- Action item: Each line below should be reproduced without any alteration.

Excerpted data: Begin

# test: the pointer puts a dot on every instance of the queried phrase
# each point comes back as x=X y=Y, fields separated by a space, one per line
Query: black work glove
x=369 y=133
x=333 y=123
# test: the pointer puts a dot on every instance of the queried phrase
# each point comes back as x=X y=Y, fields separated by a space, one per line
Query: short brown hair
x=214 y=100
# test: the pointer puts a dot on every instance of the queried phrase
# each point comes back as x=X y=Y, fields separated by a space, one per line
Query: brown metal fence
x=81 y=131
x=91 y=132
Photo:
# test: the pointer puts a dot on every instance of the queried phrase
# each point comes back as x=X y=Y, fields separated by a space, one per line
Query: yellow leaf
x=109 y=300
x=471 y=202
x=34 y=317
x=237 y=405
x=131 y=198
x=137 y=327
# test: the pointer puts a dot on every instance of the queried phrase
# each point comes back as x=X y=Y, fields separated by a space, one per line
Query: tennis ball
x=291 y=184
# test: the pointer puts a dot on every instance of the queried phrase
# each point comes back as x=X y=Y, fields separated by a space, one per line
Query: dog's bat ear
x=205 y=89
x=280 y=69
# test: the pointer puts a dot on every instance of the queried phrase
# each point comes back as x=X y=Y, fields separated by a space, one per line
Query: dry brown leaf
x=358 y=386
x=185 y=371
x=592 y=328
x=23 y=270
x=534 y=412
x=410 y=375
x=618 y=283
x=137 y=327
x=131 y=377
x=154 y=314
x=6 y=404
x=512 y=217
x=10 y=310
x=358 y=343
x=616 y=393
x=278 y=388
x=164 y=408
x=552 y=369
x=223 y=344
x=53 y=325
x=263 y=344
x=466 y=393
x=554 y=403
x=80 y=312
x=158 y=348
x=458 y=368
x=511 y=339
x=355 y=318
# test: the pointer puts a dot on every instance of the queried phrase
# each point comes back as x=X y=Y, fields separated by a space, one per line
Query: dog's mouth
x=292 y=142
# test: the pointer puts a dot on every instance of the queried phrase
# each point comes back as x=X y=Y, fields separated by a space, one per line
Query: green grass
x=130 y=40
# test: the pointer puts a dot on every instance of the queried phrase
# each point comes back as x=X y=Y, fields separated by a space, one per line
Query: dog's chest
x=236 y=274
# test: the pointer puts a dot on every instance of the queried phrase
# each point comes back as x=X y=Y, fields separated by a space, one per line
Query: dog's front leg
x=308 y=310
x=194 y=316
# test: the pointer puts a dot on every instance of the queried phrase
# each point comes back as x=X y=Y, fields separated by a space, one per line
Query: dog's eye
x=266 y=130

Excerpted data: End

- Answer section:
# test: the pointer puts a dot on every instance of the queried phrase
# each point comes back as x=X y=Y, fields separated by a space, one per line
Query: black work glove
x=369 y=133
x=333 y=123
# test: the pointer puts a dot on every instance of the queried phrase
# each point comes back as x=X y=Y, fields separated by a space, one per line
Query: short brown hair
x=214 y=100
# test: the pointer puts a dot on every instance of the queried phrase
# each point comes back as x=X y=Y, fields separated by a space, one per line
Query: brown metal fence
x=81 y=131
x=91 y=132
Photo:
# test: the pointer puts a dot on every instance of the queried phrase
# each point comes back as x=X y=Y, fields separated by a space, one per line
Query: yellow leaf
x=109 y=300
x=471 y=202
x=34 y=317
x=237 y=405
x=131 y=198
x=137 y=327
# test: the pointer puts a dot on every instance of the queried phrase
# each point comes back as x=X y=Y, fields separated by a space, one per line
Query: tennis ball
x=291 y=184
# test: the pointer puts a dot on every instance of the queried phrase
# each point comes back as x=X y=Y, fields separated by a space, one per line
Query: dog's bat ear
x=205 y=89
x=280 y=69
# test: the pointer puts a dot on every instance of the queried phrase
# each point comes back as x=X y=Y, fields separated by a space, one per line
Query: dry brown leaf
x=358 y=386
x=185 y=371
x=592 y=328
x=23 y=270
x=534 y=412
x=410 y=375
x=618 y=283
x=137 y=327
x=131 y=377
x=154 y=314
x=6 y=404
x=512 y=217
x=10 y=310
x=358 y=343
x=616 y=393
x=278 y=388
x=164 y=408
x=552 y=369
x=223 y=344
x=53 y=325
x=263 y=344
x=466 y=393
x=554 y=403
x=80 y=312
x=158 y=348
x=458 y=368
x=511 y=339
x=355 y=318
# test: the pointer puts a dot on every instance of the queried phrase
# each point comes back as x=X y=Y, fields separated by a space, one per line
Query: dog's mouth
x=292 y=142
# test: the pointer puts a dot on every instance of the queried phrase
# each point comes back as x=X y=Y, fields separated by a space, one per line
Query: green grass
x=130 y=40
# test: the pointer puts a dot on every instance of the queried phrase
# each point comes back as x=X y=Y, fields separated by a space, one per line
Query: dog's chest
x=236 y=274
# test: the pointer puts a dot on every instance of the queried phrase
# each point comes back as x=X y=Y, fields separated by a space, one per line
Query: dog's front leg
x=308 y=310
x=194 y=316
# test: the pointer puts a dot on every instance of the queried phrase
# each point comes back as x=X y=Y, fields separated by a space, one per line
Query: dog's eye
x=266 y=130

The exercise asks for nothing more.